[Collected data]
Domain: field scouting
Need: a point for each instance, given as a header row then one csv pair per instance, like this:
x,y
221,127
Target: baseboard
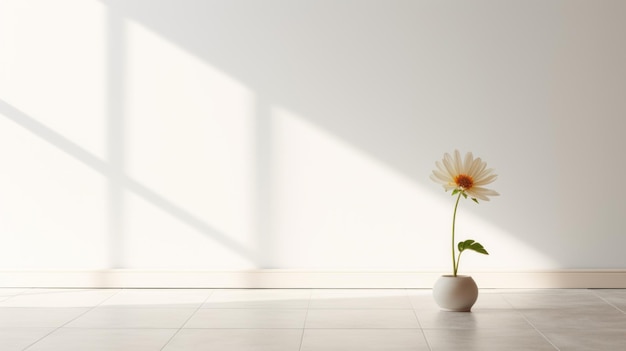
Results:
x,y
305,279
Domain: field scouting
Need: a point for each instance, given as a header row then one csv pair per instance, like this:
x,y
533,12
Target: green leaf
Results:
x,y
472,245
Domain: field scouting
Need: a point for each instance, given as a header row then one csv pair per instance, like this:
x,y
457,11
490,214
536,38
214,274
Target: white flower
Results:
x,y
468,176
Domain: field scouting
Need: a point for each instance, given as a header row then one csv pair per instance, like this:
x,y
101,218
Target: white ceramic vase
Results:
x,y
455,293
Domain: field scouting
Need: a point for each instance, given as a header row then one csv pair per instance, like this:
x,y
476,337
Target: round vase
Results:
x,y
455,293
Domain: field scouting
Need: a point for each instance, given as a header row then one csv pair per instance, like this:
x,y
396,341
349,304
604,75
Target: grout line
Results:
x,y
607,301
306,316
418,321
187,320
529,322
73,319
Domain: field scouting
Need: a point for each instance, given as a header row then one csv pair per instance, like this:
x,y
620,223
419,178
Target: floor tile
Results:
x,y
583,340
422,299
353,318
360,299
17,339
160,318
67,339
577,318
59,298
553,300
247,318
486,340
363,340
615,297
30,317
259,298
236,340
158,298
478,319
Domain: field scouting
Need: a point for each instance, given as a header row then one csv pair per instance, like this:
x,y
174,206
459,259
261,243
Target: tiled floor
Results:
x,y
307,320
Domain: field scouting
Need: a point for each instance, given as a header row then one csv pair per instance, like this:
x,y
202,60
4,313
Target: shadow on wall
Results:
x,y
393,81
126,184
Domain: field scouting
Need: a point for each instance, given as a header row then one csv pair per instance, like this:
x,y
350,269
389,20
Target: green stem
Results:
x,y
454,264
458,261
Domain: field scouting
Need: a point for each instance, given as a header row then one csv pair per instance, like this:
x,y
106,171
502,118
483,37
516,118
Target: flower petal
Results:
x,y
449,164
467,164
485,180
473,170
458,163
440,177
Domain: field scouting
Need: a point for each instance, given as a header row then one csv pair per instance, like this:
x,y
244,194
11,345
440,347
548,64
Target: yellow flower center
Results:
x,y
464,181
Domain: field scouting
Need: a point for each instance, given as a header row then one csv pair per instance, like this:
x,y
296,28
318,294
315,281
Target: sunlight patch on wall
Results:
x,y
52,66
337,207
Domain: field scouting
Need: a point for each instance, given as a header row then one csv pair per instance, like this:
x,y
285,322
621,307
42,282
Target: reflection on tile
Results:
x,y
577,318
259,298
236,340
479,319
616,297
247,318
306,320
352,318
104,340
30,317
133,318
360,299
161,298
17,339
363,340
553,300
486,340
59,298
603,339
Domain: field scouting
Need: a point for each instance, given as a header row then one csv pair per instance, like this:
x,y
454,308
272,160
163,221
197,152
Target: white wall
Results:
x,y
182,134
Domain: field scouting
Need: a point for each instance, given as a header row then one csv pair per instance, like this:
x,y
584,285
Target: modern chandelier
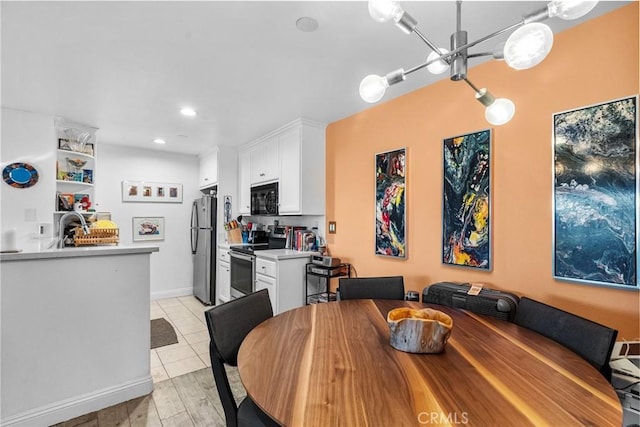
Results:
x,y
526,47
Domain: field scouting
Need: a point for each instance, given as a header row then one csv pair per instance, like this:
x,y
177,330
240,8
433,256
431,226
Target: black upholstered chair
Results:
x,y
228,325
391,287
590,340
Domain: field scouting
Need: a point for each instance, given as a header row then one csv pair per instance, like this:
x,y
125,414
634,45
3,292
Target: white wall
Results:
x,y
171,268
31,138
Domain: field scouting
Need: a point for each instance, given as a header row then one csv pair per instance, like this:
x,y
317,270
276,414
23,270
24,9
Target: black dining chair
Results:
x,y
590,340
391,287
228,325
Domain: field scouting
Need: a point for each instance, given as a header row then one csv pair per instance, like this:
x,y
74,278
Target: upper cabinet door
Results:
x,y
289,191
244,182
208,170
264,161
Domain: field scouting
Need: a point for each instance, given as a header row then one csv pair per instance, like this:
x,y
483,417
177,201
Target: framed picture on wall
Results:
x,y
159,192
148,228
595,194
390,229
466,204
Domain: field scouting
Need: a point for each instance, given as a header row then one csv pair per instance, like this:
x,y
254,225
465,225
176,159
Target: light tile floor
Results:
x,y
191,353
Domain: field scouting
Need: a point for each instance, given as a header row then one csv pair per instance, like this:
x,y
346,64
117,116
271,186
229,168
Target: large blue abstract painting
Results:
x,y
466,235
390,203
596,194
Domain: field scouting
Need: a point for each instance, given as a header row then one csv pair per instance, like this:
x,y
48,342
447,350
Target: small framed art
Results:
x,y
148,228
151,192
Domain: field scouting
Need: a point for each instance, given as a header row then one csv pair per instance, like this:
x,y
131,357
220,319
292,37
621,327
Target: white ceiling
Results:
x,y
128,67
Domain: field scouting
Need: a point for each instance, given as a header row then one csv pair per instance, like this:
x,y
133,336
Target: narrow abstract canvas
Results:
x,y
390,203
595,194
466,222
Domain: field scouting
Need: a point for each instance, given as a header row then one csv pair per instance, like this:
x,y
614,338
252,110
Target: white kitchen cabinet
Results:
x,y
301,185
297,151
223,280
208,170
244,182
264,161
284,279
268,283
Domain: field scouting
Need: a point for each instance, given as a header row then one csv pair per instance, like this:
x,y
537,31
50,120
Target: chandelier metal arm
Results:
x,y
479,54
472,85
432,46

◆ **Problem description**: Leave out the pictures and return every record word for word.

◆ **Worked answer**:
Domain: field scouting
Need: a point for each instance, given as a header row then one csv pair per instance, like this:
x,y
221,127
Target: baseboard
Results:
x,y
305,279
Domain: field scouting
Need: a point for each instance, given as a header row then one csv pair per instance, like this:
x,y
533,12
Target: green leaf
Results:
x,y
472,245
Domain: field scouting
Need: a point for each instance, given as a header row then one csv pair per instance, like this:
x,y
457,11
490,214
536,38
214,274
Target: white flower
Results:
x,y
468,176
Domain: field scouting
Need: a point for each instance, given as a header row then one csv pair per instance, like this:
x,y
101,218
Target: white ceramic vase
Results:
x,y
455,293
Domain: field scouting
Need: a point for each instance, given as a header row then one csv pair per instance, like this:
x,y
476,337
Target: round vase
Results:
x,y
455,293
Domain: field scouting
Need: a point for each instance, given as a header row then one csv pair per instance, like this:
x,y
396,341
349,304
604,75
Target: grout line
Results:
x,y
607,301
306,316
418,321
187,320
529,322
73,319
Domain: field scouting
Need: a point for each instance, given as a header row then one csv pair per instance, like this:
x,y
620,223
419,178
Target: floor tile
Results:
x,y
583,340
422,299
353,318
360,299
17,339
160,318
67,339
577,318
59,298
553,300
247,318
486,340
363,340
615,297
30,317
259,298
236,340
158,298
478,319
Domain: field scouting
Need: a point for each instance, given as a header row then one csv pair per instance, like this:
x,y
174,206
459,259
261,243
Target: tiled floor
Results:
x,y
307,320
Domain: field scouting
Need: a point for each instance, given as a header row then one csv pair per instance, like this:
x,y
202,60
4,313
Target: shadow on wall
Results:
x,y
393,81
126,184
Domain: field scouting
Need: a point for each instance, given as a header row then one csv pair per instance, like this:
x,y
350,269
389,20
Target: green stem
Results:
x,y
454,264
458,261
Domain: field scouting
Need: a point for each instance, given as a header row then one csv pair per instance, like this:
x,y
106,171
502,118
483,37
516,118
Target: flower petal
Results:
x,y
449,164
467,164
485,180
473,170
458,163
440,177
Domain: field scouting
Need: a point for each instance, given as a header row then one csv pair per instance, like this:
x,y
244,194
11,345
440,347
548,64
Target: yellow flower center
Results:
x,y
464,181
Domain: field scouting
Need: a point for each instance, given as a header row then one csv pair per instance, like this:
x,y
296,28
318,294
315,281
Target: sunlight patch on wall
Results:
x,y
52,66
337,207
Domain: field scouting
Need: a point for each instance, given as a header row then one csv pair per instance, like this:
x,y
285,322
621,307
42,282
Target: reflection on tile
Results:
x,y
577,318
259,298
236,340
479,319
616,297
247,318
306,320
352,318
104,340
30,317
133,318
360,299
161,298
17,339
363,340
553,300
486,340
59,298
603,339
Domain: field scouting
Need: a point for each instance, given as a header row then one csv pair per instance, like this:
x,y
454,308
272,160
163,221
197,152
Target: white wall
Results:
x,y
182,134
Domain: field scouting
Need: a point for each instance, given as a header row then one csv pair per instance, like this:
x,y
584,285
Target: modern chandelier
Results:
x,y
526,47
Domain: field scouting
Need: a point for each instance, given as a header row then one csv pair per instance, like this:
x,y
177,330
240,8
433,256
431,226
Target: black upholstered chair
Results:
x,y
228,325
391,287
590,340
Domain: field scouting
Need: a point for each instance, given as a header row then one csv pair per instance, like this:
x,y
125,414
634,45
3,292
Target: white wall
Results:
x,y
171,268
31,138
Domain: field scouting
Need: a point for each instance, given as a header row then one csv pair per instance, like this:
x,y
317,270
276,414
23,270
24,9
Target: black dining chair
Results:
x,y
590,340
391,287
228,325
Domain: field scouting
Need: a point for each instance, given as a header row then one csv pair per instance, like this:
x,y
74,278
Target: upper cabinet door
Results:
x,y
289,191
244,182
208,170
264,161
Domain: field scouting
Need: a point for each instance, given as a header row then one csv pair per instance, like this:
x,y
483,417
177,201
Target: framed picture on wall
Results:
x,y
159,192
148,228
595,194
390,229
466,204
Domain: field scouting
Need: a point for each instance, given as a header row then one csv pair per instance, like this:
x,y
254,225
465,225
176,159
Target: light tile floor
Results:
x,y
191,353
Domain: field scouting
Need: a point for each instance, given as a header row then one csv pair per instance, like this:
x,y
346,64
117,116
271,186
229,168
Target: large blue abstract painting
Results:
x,y
466,235
390,203
596,194
Domain: field scouting
Need: a point for each instance, given as a header row then one csv pair per instance, like this:
x,y
48,342
447,350
Target: small framed art
Results:
x,y
148,228
151,192
Domain: field scouting
Need: a point for each instance, given as a header row then one csv pair per instance, like this:
x,y
131,357
220,319
292,37
621,327
Target: white ceiling
Results:
x,y
128,67
Domain: field scouting
Need: a point for each instance, given as a header row then one csv pair per instance, like this:
x,y
133,336
Target: narrow abstract canvas
Results:
x,y
390,203
595,194
466,222
Domain: field scouting
Need: a point for each instance, given as a header row then one csv pair per instance, like this:
x,y
614,338
252,110
Target: white kitchen cabinet
Results:
x,y
301,185
297,151
223,280
208,170
244,182
264,161
284,279
268,283
Domain: field scouting
Need: a point for each instance, given as a header row then one csv pair per instance, like this:
x,y
537,31
50,120
Target: chandelier metal arm
Results:
x,y
479,54
472,85
432,46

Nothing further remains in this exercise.